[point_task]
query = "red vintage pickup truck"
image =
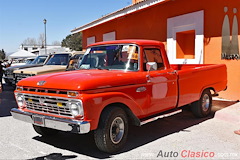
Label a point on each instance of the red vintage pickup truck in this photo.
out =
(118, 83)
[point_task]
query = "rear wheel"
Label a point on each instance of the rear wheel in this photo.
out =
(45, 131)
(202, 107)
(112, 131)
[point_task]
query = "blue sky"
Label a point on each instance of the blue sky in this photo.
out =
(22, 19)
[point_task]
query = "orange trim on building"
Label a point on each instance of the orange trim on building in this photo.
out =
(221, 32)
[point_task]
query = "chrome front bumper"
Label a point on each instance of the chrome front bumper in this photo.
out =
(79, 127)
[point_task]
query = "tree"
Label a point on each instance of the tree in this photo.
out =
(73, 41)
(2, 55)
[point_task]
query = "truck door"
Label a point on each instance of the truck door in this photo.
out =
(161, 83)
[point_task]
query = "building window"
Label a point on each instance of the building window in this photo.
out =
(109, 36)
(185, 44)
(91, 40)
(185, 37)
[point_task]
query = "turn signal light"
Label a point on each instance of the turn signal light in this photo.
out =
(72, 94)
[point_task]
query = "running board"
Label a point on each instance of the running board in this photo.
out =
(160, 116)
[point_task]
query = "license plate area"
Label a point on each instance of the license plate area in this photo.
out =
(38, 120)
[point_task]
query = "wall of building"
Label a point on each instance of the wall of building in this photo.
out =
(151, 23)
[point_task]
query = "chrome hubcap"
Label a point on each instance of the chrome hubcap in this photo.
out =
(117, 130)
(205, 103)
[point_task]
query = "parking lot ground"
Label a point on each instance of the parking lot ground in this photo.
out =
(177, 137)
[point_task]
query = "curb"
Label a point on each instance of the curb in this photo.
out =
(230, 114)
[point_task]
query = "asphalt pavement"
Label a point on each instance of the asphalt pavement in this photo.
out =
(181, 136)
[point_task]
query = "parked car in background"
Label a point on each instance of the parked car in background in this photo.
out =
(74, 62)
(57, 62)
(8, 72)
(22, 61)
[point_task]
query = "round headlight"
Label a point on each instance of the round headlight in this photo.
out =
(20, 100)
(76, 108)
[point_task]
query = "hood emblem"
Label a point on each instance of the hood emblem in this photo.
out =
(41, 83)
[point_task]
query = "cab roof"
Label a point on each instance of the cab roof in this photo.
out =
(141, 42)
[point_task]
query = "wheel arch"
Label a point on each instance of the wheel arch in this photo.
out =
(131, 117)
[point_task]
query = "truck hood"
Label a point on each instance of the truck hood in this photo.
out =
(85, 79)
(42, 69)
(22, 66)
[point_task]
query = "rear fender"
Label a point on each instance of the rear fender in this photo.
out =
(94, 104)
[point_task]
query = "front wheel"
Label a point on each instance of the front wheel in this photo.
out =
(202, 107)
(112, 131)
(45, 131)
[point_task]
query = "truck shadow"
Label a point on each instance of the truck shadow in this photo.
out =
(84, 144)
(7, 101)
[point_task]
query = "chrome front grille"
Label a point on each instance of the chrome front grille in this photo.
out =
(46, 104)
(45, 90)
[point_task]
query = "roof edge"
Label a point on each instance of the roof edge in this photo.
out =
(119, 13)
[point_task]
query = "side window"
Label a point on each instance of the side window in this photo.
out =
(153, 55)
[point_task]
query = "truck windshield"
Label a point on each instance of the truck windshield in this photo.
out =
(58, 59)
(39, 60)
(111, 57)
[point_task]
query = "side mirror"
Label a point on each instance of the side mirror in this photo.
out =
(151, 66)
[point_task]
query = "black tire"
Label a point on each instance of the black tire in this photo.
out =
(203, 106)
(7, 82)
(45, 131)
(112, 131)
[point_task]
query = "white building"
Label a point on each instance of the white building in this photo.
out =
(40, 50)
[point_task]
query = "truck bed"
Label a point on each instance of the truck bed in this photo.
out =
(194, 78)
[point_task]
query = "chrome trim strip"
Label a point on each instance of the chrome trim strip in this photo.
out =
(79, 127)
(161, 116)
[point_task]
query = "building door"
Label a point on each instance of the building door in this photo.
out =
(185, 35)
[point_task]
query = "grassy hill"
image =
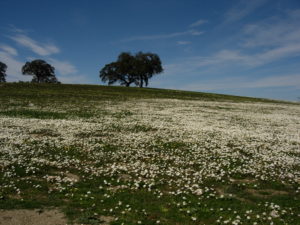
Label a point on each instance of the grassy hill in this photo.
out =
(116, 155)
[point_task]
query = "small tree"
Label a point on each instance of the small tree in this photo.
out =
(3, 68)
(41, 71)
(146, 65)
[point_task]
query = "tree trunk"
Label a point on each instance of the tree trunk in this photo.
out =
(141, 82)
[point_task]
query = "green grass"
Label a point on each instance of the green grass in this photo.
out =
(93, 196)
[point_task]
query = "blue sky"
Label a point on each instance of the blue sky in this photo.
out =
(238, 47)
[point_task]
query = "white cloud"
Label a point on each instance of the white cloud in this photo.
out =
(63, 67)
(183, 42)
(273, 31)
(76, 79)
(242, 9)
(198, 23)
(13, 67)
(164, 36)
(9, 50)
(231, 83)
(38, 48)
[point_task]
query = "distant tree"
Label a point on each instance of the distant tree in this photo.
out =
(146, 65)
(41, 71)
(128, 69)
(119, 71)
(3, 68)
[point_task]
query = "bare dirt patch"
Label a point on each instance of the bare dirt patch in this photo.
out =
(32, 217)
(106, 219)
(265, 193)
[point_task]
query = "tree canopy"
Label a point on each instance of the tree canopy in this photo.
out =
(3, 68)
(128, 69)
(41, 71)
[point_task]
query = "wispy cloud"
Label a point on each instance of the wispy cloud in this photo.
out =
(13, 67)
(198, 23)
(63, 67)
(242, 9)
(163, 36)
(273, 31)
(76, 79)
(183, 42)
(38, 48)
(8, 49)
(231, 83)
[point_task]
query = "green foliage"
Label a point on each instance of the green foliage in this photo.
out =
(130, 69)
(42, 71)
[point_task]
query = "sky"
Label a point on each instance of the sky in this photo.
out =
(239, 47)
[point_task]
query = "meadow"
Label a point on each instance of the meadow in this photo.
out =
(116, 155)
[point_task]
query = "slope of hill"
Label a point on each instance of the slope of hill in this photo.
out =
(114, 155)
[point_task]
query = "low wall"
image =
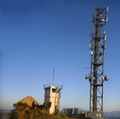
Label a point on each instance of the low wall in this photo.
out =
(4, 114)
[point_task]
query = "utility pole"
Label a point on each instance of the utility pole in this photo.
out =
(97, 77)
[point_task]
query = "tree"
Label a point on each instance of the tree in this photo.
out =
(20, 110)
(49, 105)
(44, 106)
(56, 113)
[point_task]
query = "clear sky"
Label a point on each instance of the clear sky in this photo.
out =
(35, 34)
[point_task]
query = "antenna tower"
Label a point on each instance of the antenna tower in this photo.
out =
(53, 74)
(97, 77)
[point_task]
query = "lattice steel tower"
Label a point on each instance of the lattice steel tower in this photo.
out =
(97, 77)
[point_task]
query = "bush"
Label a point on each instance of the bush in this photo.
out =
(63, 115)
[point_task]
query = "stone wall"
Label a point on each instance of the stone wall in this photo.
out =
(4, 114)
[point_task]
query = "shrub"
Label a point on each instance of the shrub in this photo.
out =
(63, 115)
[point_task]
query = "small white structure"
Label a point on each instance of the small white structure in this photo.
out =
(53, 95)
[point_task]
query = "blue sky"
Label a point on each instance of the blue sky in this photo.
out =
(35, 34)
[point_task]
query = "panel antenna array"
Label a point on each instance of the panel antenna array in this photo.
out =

---

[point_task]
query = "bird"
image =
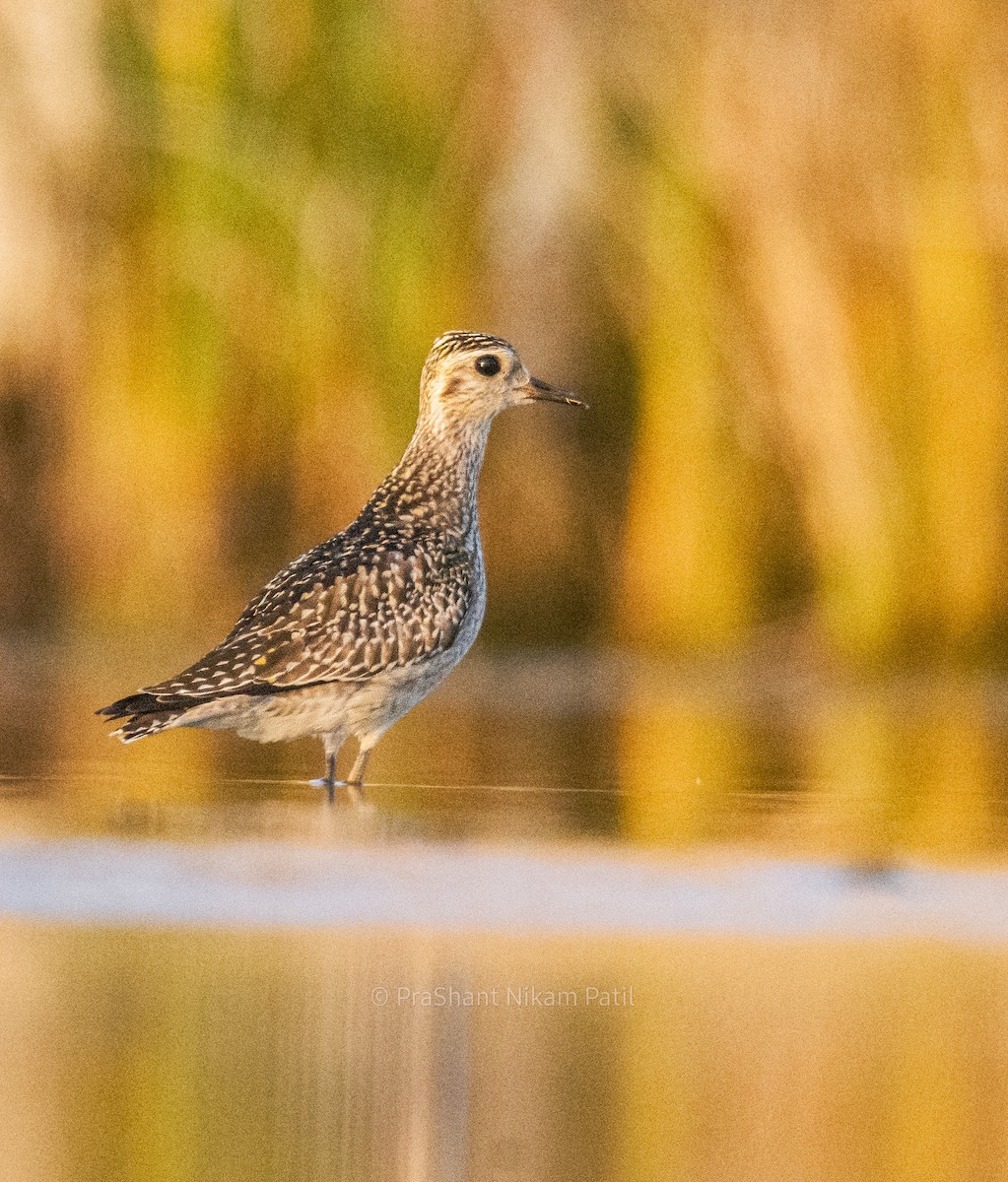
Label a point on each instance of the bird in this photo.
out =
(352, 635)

--

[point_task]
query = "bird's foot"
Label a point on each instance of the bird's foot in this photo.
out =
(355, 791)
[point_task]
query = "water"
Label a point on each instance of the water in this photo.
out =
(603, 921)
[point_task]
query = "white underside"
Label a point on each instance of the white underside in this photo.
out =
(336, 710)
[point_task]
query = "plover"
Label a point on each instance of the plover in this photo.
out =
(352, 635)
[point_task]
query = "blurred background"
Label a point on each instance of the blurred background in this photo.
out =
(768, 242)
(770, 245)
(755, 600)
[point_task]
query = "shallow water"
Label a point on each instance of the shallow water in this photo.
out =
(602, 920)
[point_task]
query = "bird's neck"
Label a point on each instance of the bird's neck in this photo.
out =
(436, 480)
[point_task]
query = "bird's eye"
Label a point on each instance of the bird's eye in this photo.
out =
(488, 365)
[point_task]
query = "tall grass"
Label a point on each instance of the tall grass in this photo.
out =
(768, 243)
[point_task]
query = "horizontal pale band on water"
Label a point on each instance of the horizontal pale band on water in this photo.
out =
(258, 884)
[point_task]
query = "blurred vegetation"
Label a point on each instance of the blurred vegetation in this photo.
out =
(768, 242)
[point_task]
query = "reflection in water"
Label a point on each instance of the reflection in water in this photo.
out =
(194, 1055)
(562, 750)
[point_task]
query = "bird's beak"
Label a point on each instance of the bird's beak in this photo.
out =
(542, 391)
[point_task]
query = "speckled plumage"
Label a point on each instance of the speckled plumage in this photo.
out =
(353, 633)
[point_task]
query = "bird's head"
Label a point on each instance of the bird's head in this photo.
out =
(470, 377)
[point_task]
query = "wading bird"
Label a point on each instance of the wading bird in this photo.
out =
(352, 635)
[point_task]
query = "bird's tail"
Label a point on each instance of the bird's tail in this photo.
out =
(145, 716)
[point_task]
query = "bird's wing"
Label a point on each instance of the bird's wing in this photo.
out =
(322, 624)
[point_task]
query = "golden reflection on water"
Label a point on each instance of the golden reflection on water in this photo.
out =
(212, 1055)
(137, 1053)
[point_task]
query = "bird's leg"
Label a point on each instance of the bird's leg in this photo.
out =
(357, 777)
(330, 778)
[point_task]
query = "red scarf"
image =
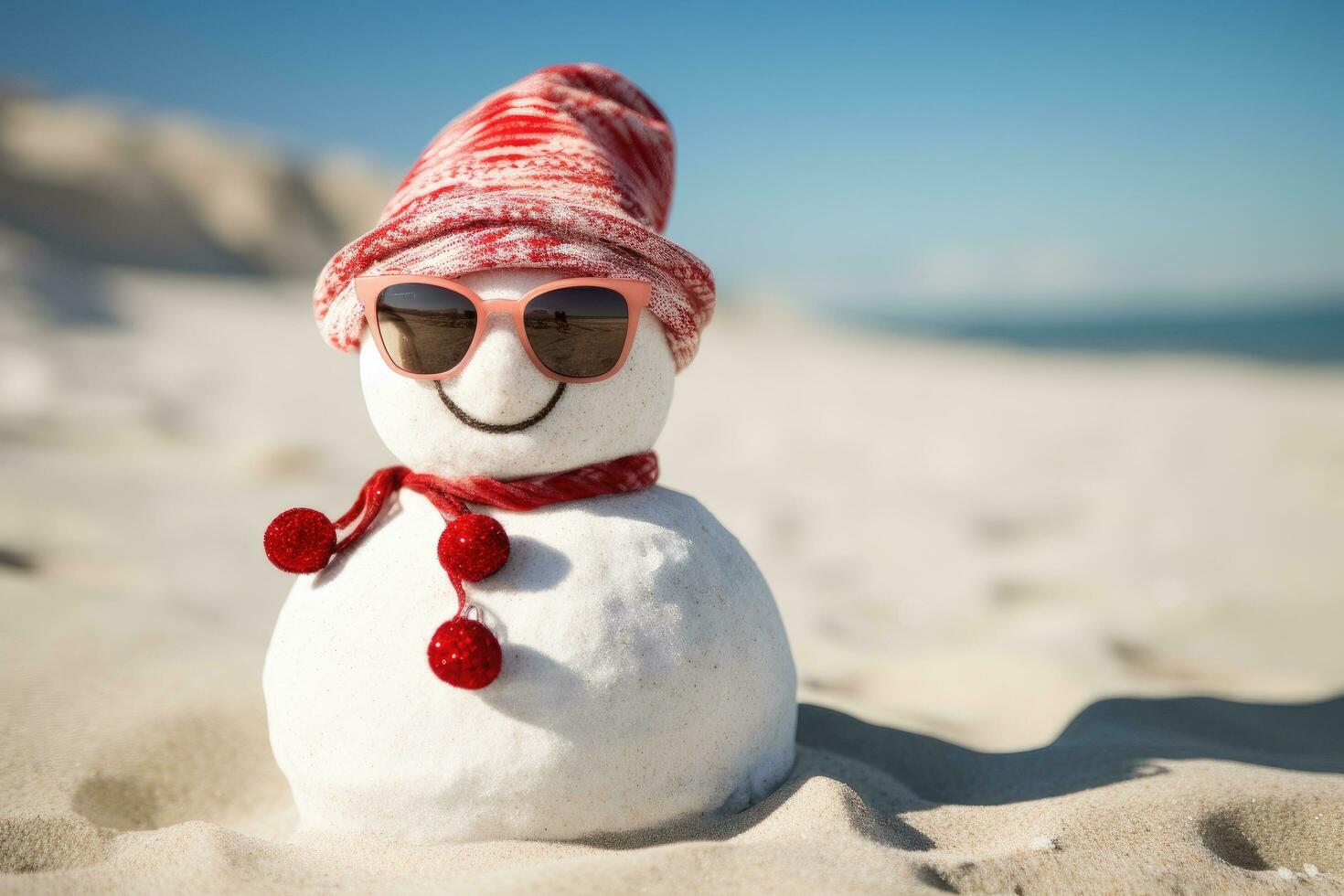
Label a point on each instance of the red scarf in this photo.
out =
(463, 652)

• Task to complete:
Filter the records down to the lines that contain the string "plumage", and copy those lines.

• Exercise output:
query = "speckled plumage"
Label a point on each instance of the speckled plumage in this photo.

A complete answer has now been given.